- What is being asked
Pick out each line of the data that contains the string "blurred", and copy those lines.

- Data provided
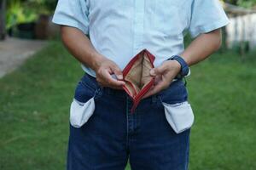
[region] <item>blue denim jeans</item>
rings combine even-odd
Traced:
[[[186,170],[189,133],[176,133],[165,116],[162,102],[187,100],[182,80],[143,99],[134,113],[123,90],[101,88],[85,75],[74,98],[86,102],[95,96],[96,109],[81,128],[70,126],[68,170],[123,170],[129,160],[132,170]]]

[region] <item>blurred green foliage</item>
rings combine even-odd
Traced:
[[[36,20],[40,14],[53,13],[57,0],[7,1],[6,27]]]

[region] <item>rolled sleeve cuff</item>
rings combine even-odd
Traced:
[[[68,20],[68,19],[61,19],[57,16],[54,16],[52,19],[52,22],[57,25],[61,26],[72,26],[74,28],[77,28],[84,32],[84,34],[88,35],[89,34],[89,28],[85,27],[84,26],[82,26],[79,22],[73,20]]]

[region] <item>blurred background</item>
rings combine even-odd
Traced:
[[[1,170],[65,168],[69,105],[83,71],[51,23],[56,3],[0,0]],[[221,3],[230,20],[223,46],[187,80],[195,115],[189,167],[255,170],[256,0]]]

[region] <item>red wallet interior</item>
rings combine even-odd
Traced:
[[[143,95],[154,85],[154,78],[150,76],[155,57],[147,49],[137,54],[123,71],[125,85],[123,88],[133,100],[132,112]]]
==
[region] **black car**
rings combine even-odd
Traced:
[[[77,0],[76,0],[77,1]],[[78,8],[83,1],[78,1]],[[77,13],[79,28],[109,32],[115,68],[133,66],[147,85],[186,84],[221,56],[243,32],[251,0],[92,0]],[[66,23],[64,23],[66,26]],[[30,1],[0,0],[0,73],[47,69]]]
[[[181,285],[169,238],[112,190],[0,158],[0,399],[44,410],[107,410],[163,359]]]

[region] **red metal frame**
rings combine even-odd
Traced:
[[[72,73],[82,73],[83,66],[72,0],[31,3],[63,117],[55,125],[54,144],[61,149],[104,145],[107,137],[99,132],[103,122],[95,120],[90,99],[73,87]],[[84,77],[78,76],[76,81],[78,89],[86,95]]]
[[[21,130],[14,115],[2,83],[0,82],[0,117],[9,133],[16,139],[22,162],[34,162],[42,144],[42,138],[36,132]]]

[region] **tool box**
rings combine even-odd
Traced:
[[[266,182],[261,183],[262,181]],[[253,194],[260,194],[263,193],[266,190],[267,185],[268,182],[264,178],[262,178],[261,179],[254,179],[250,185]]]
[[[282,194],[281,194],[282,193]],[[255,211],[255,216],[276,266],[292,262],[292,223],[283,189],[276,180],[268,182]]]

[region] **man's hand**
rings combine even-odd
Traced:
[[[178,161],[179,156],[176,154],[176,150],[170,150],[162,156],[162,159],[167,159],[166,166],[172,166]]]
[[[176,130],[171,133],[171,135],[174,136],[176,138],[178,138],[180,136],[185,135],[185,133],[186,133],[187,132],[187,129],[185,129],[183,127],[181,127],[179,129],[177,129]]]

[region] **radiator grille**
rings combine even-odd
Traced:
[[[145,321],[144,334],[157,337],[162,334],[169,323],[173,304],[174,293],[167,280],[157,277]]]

- Solution
[region] <item>blurred green foliage</item>
[region] <item>blurred background</item>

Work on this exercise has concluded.